• Work to do: Gather every line below that contains the string "grass", and copy each one. Treat the match as case-sensitive.

• Entries supplied:
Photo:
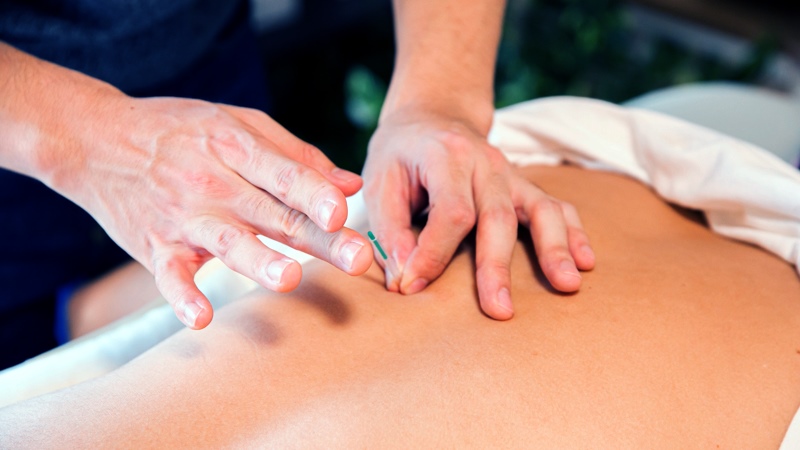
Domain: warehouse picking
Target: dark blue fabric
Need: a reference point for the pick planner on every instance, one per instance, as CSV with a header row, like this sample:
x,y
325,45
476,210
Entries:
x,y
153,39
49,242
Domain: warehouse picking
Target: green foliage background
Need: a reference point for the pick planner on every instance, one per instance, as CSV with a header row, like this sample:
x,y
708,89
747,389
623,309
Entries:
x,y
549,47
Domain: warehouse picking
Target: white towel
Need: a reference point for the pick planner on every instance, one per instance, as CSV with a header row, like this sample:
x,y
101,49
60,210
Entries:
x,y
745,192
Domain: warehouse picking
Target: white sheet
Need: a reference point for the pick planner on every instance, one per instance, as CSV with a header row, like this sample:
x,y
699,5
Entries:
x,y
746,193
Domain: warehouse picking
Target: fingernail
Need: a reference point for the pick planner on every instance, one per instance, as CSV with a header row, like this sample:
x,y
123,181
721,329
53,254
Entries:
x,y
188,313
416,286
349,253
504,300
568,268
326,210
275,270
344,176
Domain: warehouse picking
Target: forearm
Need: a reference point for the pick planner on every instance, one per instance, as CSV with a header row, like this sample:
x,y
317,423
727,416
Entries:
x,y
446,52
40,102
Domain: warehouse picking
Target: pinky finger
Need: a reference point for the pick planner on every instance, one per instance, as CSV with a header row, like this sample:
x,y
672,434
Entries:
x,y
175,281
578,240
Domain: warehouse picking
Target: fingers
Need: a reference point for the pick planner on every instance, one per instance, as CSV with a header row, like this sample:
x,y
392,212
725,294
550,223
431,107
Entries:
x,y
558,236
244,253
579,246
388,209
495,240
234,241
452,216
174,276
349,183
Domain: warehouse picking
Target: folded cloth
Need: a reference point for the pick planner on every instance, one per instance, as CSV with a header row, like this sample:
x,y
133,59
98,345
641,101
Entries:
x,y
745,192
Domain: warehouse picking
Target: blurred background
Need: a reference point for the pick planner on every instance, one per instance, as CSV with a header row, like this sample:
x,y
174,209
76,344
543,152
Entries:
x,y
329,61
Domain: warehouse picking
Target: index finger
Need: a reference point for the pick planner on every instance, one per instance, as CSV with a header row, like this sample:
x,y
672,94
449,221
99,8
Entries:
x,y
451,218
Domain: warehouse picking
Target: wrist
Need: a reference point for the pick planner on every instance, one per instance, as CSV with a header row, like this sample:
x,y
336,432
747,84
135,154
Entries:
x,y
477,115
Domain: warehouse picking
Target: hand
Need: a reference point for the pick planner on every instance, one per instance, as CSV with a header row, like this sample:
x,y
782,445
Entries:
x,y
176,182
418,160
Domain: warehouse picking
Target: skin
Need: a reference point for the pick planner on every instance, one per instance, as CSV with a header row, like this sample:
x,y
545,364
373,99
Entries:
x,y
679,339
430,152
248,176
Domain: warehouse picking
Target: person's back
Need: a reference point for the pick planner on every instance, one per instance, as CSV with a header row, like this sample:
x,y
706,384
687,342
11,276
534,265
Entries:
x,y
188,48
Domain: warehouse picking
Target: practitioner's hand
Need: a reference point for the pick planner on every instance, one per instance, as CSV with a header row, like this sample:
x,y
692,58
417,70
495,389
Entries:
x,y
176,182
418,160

...

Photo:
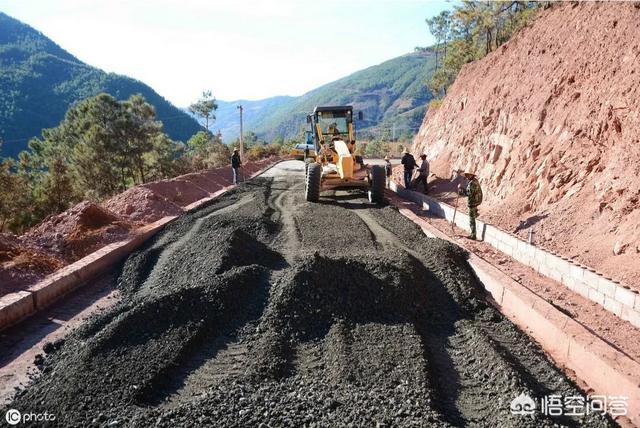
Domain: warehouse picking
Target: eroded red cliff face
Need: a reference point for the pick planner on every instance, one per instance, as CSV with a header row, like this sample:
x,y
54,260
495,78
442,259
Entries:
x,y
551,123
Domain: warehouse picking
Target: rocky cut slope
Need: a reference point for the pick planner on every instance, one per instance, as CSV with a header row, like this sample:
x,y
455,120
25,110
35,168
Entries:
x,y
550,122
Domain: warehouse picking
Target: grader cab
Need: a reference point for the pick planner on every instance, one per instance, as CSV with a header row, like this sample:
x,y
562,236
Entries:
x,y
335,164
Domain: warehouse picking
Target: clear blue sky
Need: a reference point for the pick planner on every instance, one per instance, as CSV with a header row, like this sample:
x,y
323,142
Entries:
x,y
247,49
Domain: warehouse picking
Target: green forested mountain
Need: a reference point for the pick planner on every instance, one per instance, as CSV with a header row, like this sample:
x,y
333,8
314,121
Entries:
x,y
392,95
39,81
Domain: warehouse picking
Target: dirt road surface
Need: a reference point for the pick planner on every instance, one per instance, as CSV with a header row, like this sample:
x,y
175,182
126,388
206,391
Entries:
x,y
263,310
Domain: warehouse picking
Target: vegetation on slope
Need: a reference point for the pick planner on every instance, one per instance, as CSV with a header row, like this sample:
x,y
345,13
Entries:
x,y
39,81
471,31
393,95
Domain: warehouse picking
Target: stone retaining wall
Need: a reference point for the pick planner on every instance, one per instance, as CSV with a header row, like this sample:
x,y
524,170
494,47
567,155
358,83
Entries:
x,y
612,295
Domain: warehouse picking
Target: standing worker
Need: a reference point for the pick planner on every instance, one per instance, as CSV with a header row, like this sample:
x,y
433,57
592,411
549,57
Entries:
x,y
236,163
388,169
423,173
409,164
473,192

* * *

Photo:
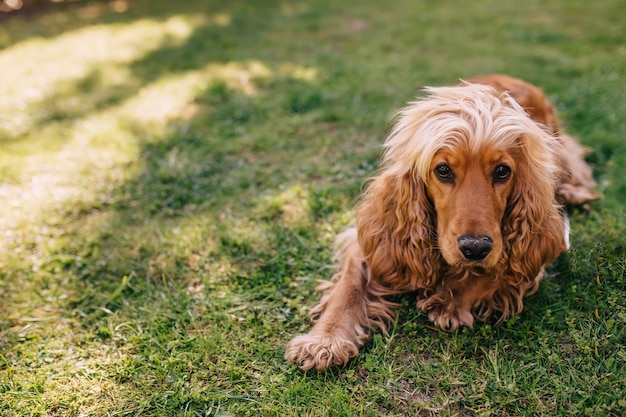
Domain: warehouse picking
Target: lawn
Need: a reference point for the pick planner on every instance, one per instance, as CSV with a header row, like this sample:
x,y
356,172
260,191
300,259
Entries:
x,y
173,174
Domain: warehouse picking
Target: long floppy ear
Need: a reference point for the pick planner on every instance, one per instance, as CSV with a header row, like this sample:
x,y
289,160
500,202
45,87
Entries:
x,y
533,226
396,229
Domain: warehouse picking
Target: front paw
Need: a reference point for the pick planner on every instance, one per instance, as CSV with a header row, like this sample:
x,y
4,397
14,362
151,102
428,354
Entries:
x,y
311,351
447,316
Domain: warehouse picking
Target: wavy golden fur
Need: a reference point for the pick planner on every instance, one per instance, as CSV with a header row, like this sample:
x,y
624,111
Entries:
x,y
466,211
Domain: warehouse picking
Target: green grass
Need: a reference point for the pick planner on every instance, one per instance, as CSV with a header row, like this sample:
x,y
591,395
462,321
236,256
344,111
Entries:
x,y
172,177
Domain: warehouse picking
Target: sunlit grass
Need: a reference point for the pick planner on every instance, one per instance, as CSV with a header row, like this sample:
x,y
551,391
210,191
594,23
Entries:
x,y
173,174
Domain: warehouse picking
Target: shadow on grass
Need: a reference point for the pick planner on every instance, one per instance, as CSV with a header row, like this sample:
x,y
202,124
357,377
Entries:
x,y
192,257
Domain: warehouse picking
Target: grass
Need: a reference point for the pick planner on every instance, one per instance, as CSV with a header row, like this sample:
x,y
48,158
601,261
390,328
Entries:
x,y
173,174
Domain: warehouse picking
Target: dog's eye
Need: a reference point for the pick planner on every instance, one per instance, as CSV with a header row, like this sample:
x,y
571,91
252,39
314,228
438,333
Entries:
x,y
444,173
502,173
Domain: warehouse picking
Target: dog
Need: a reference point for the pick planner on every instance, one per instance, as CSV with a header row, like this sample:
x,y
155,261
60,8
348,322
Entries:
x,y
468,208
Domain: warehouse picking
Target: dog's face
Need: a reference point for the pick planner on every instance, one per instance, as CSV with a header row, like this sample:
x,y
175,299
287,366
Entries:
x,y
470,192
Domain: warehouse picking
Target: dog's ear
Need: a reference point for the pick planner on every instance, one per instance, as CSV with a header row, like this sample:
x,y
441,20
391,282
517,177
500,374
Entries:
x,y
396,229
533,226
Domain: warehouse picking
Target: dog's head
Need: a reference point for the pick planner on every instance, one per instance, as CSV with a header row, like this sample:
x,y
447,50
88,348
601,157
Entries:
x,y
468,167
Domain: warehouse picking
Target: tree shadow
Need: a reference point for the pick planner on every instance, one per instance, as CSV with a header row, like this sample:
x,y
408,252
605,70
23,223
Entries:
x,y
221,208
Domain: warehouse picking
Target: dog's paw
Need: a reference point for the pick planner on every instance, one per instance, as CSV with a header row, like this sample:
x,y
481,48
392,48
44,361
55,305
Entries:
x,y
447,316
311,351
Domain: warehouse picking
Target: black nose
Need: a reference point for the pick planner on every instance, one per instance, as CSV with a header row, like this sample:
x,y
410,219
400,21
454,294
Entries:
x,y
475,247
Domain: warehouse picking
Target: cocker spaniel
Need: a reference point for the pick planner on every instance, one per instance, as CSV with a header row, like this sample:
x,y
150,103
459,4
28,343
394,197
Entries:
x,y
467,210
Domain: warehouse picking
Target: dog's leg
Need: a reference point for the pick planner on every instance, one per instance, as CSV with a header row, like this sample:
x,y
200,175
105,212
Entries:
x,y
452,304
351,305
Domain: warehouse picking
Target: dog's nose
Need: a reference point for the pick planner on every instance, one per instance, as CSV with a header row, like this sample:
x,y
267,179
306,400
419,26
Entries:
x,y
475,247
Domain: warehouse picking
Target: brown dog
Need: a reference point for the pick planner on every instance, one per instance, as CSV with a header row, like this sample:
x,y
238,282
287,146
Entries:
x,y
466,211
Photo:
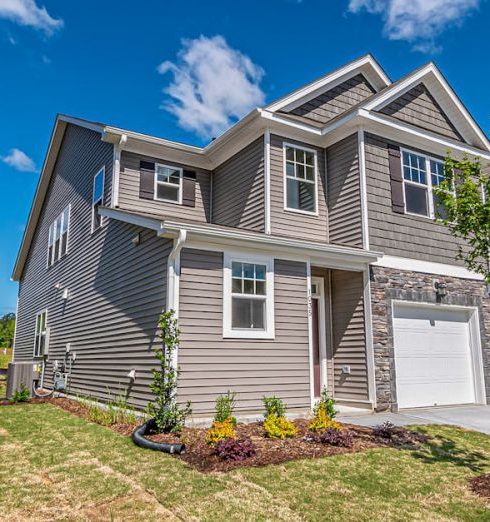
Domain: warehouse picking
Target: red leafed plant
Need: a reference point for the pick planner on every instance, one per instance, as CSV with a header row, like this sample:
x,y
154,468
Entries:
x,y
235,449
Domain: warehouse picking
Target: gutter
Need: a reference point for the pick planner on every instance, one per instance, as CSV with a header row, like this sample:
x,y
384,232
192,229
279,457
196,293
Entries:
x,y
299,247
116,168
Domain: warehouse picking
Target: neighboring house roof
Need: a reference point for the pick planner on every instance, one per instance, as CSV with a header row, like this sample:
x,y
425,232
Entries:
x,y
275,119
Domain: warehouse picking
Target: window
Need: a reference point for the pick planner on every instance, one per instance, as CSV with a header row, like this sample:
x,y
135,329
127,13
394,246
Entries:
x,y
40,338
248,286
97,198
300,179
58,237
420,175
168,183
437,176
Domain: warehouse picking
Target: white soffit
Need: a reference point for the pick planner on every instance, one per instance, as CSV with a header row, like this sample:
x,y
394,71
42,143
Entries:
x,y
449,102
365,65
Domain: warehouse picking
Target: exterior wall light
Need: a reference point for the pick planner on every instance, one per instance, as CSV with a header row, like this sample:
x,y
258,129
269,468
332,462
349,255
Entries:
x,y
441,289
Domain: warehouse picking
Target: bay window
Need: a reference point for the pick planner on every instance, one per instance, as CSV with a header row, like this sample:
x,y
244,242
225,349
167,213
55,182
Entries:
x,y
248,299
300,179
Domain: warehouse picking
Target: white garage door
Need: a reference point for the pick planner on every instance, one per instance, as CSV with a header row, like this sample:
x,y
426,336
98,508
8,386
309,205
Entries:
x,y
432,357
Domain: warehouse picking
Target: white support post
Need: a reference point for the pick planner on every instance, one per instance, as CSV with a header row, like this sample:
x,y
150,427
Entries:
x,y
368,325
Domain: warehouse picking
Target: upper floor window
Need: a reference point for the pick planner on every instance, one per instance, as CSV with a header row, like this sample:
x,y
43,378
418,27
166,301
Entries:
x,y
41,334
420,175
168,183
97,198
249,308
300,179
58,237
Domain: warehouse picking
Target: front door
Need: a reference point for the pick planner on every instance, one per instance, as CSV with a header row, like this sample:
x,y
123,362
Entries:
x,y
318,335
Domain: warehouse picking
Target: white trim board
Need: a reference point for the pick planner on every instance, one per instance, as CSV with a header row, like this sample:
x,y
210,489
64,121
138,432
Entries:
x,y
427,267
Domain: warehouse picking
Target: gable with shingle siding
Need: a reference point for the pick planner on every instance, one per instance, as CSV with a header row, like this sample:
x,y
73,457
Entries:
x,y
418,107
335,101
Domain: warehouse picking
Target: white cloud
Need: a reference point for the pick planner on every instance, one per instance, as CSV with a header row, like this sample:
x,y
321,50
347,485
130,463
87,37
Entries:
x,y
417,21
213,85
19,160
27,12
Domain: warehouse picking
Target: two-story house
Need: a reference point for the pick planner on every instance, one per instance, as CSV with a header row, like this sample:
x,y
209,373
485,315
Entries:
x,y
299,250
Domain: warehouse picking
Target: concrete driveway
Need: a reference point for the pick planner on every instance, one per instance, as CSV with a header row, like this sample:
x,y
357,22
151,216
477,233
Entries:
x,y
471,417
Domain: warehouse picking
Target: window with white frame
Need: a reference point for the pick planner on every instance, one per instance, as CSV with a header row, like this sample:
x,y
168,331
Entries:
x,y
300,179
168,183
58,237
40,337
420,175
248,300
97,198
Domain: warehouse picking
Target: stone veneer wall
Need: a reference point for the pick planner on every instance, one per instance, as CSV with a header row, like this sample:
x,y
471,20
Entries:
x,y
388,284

• Answer in full:
Target: green grass
Target: sunlit grass
Target: shadow on grass
Target: grass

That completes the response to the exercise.